▶ **ACTIVITY**:
Copies of all lines containing the string "light" are needed from the data below.

___ GIVEN ENTRIES

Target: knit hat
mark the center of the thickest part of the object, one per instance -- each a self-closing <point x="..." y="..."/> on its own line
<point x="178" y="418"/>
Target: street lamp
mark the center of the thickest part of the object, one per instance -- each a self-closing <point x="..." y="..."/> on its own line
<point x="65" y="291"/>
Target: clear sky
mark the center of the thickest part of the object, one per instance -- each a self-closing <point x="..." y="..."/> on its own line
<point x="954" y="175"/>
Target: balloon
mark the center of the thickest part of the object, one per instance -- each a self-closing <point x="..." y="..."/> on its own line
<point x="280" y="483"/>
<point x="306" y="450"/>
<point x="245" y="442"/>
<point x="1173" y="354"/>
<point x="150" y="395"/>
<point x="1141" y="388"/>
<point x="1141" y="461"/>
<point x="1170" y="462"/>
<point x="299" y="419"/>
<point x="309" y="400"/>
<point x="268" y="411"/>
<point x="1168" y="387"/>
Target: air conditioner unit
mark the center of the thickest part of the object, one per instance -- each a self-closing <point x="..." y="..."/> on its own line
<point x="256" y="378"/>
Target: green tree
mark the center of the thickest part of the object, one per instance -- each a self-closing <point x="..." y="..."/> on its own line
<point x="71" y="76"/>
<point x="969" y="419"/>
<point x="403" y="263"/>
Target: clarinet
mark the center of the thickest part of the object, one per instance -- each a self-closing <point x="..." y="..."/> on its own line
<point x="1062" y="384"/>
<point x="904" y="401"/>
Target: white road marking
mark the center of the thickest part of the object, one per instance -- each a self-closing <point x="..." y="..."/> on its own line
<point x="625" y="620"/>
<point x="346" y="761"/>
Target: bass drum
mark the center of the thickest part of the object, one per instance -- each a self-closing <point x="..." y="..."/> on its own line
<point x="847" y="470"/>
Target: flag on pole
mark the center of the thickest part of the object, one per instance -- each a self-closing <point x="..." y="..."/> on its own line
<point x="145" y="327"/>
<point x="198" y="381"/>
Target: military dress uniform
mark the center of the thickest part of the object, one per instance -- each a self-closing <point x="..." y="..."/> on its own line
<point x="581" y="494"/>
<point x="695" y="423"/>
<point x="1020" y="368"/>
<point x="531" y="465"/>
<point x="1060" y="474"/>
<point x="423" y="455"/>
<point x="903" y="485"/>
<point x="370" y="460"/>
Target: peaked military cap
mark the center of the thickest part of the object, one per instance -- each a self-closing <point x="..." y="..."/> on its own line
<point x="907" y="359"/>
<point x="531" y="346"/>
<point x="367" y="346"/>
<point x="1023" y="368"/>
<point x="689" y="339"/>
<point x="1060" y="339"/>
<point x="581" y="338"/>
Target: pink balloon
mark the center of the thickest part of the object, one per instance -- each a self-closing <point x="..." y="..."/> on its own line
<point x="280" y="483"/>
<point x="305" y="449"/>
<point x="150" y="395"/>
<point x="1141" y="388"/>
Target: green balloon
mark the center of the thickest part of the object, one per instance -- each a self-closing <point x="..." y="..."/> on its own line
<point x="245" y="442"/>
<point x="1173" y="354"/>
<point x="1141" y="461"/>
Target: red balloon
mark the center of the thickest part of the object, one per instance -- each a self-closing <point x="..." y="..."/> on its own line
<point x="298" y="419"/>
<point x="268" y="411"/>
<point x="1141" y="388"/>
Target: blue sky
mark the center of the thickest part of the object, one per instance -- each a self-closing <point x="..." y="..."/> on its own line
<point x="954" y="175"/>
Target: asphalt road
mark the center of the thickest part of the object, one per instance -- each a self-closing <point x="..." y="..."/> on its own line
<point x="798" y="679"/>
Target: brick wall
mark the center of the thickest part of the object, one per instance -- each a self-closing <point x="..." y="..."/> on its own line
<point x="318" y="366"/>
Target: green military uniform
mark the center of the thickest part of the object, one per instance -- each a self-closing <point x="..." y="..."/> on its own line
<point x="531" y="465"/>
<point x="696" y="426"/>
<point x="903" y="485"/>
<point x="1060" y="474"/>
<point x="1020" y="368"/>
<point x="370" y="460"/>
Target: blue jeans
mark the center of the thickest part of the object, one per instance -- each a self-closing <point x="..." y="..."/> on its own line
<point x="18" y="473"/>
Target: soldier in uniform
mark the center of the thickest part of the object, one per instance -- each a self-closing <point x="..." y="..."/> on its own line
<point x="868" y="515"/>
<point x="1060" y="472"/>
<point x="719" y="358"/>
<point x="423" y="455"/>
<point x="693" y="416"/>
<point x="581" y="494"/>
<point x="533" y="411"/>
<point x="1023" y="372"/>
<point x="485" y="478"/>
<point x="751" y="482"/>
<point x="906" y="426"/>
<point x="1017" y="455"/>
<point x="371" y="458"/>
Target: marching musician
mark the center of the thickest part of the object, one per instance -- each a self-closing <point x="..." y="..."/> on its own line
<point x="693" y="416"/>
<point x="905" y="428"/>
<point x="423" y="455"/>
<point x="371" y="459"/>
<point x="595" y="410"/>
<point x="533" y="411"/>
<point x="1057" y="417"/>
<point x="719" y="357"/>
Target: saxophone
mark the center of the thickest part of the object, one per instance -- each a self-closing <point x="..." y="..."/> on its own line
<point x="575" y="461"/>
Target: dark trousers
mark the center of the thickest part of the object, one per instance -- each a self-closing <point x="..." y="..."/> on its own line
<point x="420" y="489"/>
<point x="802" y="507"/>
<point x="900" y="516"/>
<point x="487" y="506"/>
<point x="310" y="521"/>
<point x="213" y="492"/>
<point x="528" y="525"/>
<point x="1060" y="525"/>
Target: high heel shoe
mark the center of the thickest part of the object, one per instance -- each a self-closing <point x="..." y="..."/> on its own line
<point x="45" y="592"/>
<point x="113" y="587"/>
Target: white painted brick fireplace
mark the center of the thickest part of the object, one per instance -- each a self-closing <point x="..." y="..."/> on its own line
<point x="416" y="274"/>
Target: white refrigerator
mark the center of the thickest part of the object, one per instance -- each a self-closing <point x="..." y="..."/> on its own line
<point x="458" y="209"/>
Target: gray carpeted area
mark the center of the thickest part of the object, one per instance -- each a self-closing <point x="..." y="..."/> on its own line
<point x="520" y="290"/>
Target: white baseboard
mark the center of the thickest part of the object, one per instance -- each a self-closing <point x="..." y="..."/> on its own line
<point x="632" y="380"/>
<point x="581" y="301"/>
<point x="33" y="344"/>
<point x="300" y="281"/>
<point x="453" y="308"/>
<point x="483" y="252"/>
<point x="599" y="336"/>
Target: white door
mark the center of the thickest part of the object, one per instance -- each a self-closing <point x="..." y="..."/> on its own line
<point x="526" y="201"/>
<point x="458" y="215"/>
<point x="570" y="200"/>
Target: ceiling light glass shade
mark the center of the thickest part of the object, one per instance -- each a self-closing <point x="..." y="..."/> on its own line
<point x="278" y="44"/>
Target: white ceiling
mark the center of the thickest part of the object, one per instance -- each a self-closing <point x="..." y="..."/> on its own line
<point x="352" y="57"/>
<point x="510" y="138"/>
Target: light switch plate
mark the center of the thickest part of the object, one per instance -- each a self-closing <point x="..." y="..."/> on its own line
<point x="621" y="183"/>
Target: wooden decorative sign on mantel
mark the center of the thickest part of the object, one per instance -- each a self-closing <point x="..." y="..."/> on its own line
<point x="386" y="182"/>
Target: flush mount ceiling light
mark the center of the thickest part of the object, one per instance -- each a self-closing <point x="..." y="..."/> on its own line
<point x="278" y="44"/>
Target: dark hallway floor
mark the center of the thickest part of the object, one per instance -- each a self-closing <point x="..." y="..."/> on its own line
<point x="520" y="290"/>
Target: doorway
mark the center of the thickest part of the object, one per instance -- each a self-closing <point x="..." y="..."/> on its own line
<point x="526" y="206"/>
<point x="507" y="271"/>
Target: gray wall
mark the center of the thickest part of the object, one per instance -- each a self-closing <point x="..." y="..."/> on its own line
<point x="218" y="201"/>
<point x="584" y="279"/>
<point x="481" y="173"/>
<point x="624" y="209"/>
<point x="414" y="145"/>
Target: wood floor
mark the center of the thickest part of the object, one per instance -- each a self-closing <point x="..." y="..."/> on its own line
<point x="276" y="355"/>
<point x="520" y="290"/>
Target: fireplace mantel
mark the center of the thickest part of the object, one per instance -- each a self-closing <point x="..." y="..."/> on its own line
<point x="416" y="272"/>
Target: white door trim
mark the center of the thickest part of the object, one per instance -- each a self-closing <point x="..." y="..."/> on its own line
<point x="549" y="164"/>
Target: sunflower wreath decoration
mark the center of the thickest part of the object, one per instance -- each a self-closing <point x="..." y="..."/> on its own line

______

▶ **TASK SOLUTION**:
Target: ceiling light glass shade
Target: light switch plate
Target: flush mount ceiling light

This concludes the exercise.